Selected passage:

☆ ☆ ☆ ☆ ☆

We have scraped and complied a corpus of 3k+ Indian legal judgments and their parallel summaries.
from datasets import load_dataset
dataset = load_dataset("d0r1h/ILC")
train_set = pd.DataFrame(dataset['train'])
test_set = pd.DataFrame(dataset['test'])
git clone https://github.com/d0r1h/ILC.git
cd ILC
pip install -r requirement.txt
Summarzing using Extractive approach
!python Code/Models/extractive.py \
--output_dir dir_name \
--text_column text \
--summary_column summary \
--data_file data.csv \
--sentence_count 3
Training LED using Abstractive approach
!python Code/Models/led_summarization.py \
--model_name allenai/led-base-16384 \
--text_column Case \
--summary_column Summary \
--max_input_length 8192 \
--max_output_length 600 \
--batch_size 2 \
--num_beams 2 \
--output_dir output_dir_name
Inference on test-set using led-base-ilc model
Notebook | Colab |
---|---|
led-base-ilc |
Following results are obtained on test-set with transformer based models and extractive methods
Algorithm / model | Rouge-1 | Rouge-2 | Rouge-L |
---|---|---|---|
Extractive | |||
SumBasics | 15.69 | 6.02 | 14.48 |
LSA | 21.20 | 7.37 | 19.76 |
KLSum | 21.40 | 10.19 | 19.66 |
LexRank | 33.09 | 16.81 | 22.99 |
TextRank | 34.54 | 18.10 | 31.11 |
Abstractive | |||
LedBase | 4.31 | 1.08 | 4.11 |
Led-ilc | 42.24 | 23.18 | 39.30 |

☆ ☆ ☆ ☆ ☆

Recorded information:
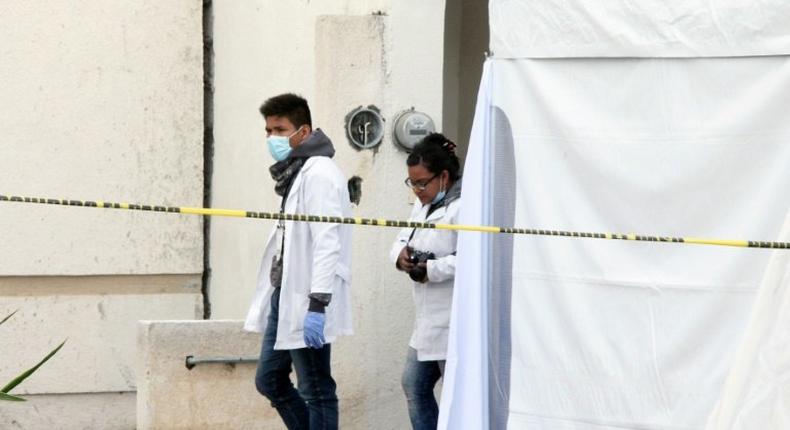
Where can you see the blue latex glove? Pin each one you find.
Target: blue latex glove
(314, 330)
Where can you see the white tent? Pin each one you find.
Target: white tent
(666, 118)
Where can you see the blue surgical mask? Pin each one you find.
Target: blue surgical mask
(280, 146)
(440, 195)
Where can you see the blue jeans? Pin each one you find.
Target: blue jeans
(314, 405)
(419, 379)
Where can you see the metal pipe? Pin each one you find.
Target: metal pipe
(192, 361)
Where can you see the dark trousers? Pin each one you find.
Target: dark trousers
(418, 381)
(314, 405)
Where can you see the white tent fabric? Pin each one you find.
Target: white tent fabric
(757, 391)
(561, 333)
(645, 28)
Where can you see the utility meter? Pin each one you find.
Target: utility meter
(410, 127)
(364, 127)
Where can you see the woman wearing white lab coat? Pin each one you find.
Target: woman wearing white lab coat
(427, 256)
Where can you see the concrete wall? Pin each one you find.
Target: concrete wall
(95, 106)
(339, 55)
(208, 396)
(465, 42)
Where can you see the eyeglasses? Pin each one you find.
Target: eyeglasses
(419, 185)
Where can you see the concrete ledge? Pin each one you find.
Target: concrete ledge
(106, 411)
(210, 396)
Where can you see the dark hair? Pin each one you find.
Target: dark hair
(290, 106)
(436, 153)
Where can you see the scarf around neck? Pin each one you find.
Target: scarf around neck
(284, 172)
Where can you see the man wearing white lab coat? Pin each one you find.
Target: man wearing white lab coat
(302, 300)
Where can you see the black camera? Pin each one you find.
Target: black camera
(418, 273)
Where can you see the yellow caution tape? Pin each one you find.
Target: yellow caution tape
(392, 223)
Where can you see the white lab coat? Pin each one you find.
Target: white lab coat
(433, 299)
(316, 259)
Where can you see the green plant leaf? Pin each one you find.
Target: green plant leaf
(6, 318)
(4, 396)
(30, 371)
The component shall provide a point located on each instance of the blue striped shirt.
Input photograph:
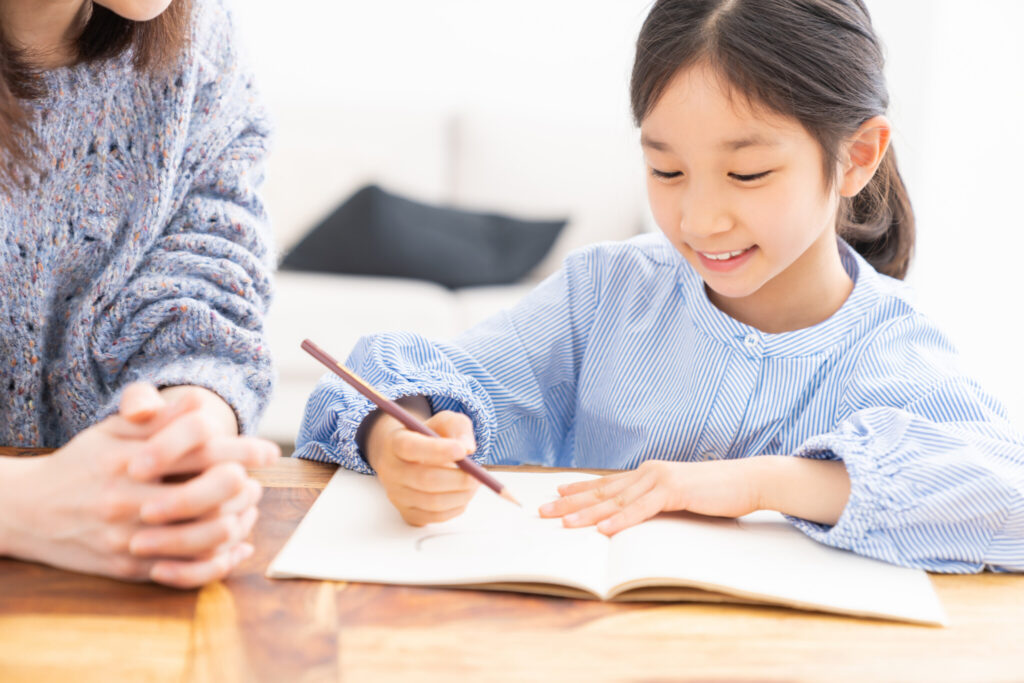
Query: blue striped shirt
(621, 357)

☆ ☆ ☆ ☆ ☆

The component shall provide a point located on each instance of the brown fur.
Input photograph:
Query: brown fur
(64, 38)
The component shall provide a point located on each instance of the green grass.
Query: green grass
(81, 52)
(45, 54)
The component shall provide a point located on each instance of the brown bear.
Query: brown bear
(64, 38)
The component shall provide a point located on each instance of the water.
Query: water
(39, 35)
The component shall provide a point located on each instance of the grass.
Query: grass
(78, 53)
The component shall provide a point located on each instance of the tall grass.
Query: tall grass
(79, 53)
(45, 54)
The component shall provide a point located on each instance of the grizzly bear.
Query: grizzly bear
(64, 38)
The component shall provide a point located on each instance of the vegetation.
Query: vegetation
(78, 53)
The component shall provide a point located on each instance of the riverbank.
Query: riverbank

☆ ☆ ☆ ☆ ☆

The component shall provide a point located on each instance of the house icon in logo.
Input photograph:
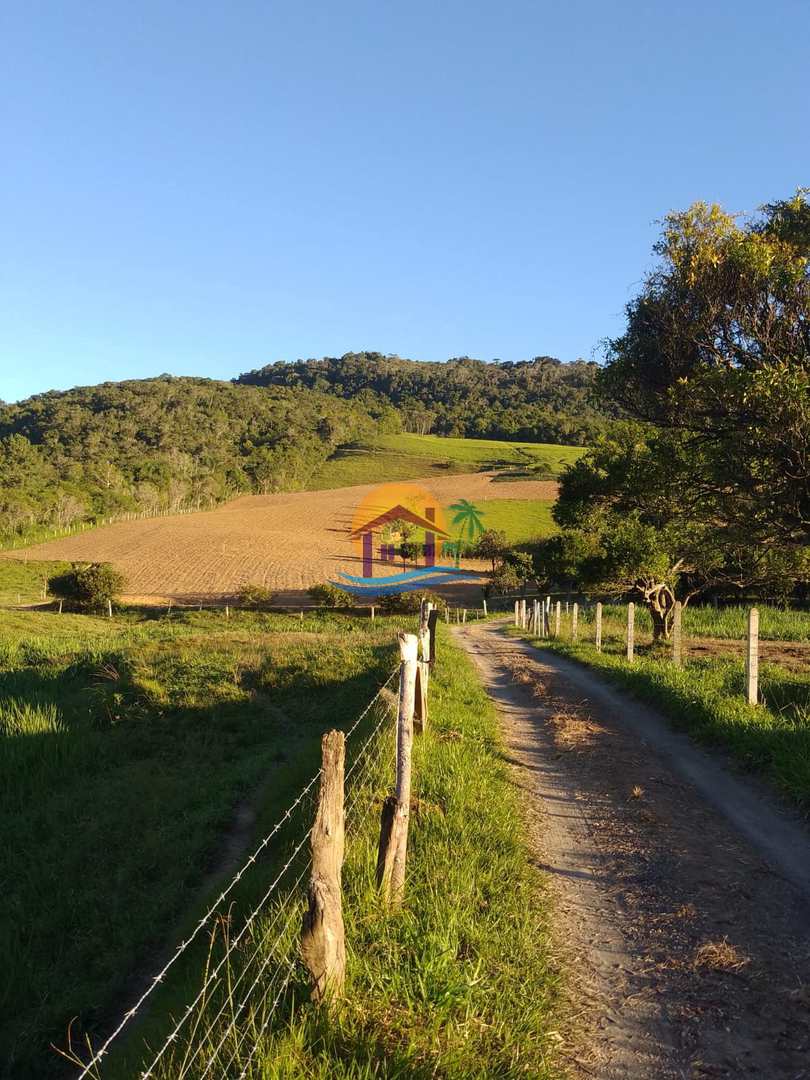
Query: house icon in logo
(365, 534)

☆ ☆ ☆ ☆ ☆

Directions:
• 1. Repeat the passage from the Indian legal judgments text, from "We have scraped" up to and including "test_set = pd.DataFrame(dataset['test'])".
• 2. According to the Indian legal judgments text, what Rouge-L score does TextRank obtain on the test set?

Solutions in order:
• 1.
We have scraped and complied a corpus of 3k+ Indian legal judgments and their parallel summaries.
from datasets import load_dataset
dataset = load_dataset("d0r1h/ILC")
train_set = pd.DataFrame(dataset['train'])
test_set = pd.DataFrame(dataset['test'])

• 2. 31.11